§ Brano del documento
“Sotto l’acqua”, nell’acqua: l’elemento più vitale e multiforme è semplice e complicato allo stesso tempo, come ormai ogni cosa che ci sta attorno. Parliamo della sua purezza e della sua conservazione, a partire da una recente indagine di Greenpeace su un caso grave di inquinamento e di un libro appena uscito, scritto da Fabio Balocco, scrittore e attivista in campo ambientale e sociale, che si intitola Sotto l’acqua (LAR Edizioni).

Il libro di Balocco interessa per il discorso siccità (e anche, un po’, per la recente esplosione nella centrale di Suviana): esamina i casi di molti invasi piemontesi e liguri, da Pontechianale, in valle Varaita a Osiglia, sulle Alpi liguri, da Ceresole Reale a Beauregard, in valle d’Aosta, fino alla diga di Badalucco, in provincia di Imperia, che non fu fatta per la fierissima opposizione dei suoi abitanti. L’autore spiega come gli invasi artificiali, nati in Italia verso la fine dell’Ottocento, sacrificarono molti borghi “sull’altare del progresso nell’arco alpino occidentale, che vide il maggiore sviluppo di grandi impianti idroelettrici”.

§ Esercizio 1
Individua nei record qui sotto ogni riga che contiene la stringa "pink" e ricopiala. Conta la distinzione tra maiuscole e minuscole.

§ Voci estratte

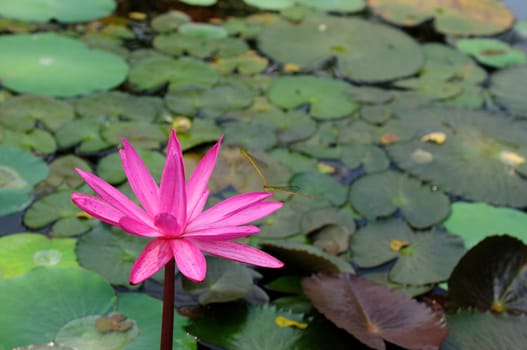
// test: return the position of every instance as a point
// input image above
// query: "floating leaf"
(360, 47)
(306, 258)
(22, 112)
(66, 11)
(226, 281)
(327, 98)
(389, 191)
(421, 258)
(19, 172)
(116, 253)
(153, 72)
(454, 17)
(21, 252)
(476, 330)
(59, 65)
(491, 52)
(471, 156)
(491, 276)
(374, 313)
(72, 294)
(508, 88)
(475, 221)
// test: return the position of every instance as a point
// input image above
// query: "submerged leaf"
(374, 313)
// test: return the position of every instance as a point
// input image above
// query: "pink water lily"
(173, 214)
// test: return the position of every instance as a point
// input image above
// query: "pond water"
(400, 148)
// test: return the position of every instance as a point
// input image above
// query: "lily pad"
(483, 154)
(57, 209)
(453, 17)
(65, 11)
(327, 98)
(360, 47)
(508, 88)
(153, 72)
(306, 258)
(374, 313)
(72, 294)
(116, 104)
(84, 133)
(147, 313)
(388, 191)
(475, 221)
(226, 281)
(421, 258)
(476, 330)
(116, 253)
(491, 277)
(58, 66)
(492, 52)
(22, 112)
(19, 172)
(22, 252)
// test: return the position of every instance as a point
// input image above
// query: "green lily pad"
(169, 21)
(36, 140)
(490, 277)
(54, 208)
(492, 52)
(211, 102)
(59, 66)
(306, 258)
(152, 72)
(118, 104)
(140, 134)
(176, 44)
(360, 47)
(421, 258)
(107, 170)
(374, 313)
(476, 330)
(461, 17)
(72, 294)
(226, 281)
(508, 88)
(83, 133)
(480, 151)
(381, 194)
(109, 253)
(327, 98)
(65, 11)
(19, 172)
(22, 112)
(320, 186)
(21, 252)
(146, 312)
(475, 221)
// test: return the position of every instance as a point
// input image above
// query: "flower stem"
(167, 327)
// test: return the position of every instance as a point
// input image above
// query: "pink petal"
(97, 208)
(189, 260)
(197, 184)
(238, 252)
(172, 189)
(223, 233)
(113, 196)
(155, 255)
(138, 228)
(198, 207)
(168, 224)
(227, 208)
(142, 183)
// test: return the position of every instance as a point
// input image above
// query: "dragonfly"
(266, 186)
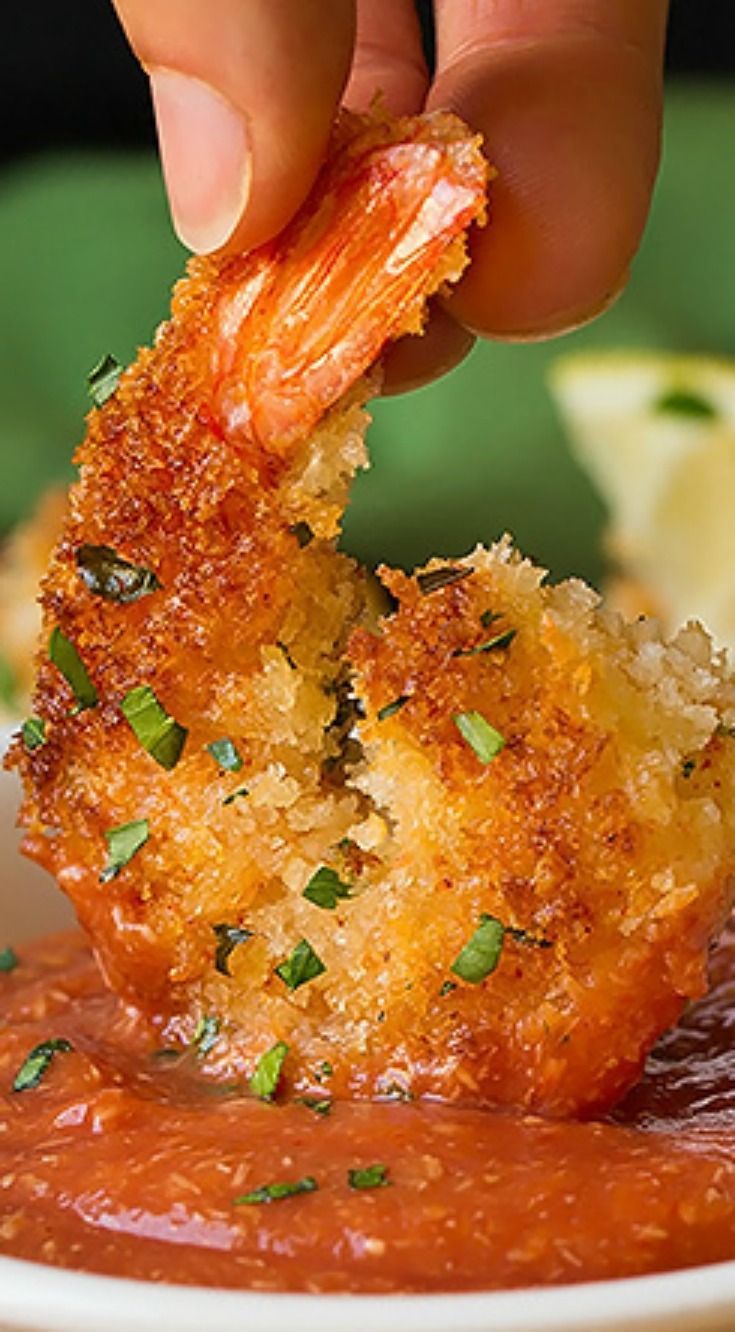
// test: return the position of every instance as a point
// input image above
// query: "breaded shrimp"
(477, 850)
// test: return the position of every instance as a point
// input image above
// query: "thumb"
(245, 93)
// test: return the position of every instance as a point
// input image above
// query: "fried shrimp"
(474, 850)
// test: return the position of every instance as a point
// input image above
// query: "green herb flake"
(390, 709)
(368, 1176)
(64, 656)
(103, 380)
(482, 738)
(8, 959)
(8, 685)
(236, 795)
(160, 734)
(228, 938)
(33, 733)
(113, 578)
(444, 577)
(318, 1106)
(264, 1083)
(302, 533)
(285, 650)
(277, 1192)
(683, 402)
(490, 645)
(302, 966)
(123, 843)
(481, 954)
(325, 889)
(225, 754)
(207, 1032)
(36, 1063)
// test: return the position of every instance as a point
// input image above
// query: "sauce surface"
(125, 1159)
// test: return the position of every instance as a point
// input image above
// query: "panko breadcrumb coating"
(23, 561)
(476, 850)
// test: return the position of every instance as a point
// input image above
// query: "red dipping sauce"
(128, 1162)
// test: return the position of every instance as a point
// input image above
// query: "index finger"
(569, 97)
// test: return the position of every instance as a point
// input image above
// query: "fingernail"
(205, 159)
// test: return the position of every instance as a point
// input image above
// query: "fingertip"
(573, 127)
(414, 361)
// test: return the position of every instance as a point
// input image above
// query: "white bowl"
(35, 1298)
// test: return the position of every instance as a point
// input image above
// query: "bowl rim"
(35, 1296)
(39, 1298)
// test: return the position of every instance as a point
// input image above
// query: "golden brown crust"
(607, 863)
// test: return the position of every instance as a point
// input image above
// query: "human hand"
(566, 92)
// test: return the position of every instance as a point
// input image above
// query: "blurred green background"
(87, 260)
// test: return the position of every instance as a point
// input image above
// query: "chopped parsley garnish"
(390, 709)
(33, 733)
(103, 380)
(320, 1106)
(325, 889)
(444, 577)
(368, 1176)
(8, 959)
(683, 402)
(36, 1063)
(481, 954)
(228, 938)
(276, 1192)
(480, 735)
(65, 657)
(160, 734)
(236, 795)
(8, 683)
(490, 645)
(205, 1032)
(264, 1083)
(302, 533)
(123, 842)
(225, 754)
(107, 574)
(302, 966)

§ Esercizio 2
Prosegui il brano sull'acqua e sugli invasi artificiali partendo subito dopo la sua ultima frase.

§ Risposta 1
// query: "pink water lily"
// query: "pink petal"

§ Risposta 2
Alcune aree si salvarono, come la bellissima Alpe Veglia, nell’Ossola: la conosco bene, così la valle Varaita e Pontechianale. “Riprendendo un progetto dell’Edison risalente agli Anni Trenta, scrive, cioè l’epoca del boom degli impianti, l’Enel voleva seppellire l’Alpe sotto l’acqua, innalzando uno sbarramento nella gola di Groppallo. Ci fu una levata di scudi da parte dei comuni interessati, Trasquera e Varzo e da parte di Italia Nostra e Lions Club. Quando la Regione Piemonte intraprese la salvifica politica di istituzione dei parchi regionali, negli Anni Settanta, l’Alpe Veglia fu tutelata e il progetto cadde”.

Tutto però è sempre a rischio, in un periodo di siccità come questo che chiede energia “verde”: “Così nelle Alpi Occidentali si ipotizza di sommergere una parte della Val Soana e di quella di Viù. E così ecco il progetto mille dighe sull’intero arco alpino, proposto da Coldiretti, Enel, Eni e Cassa Depositi e Prestiti”.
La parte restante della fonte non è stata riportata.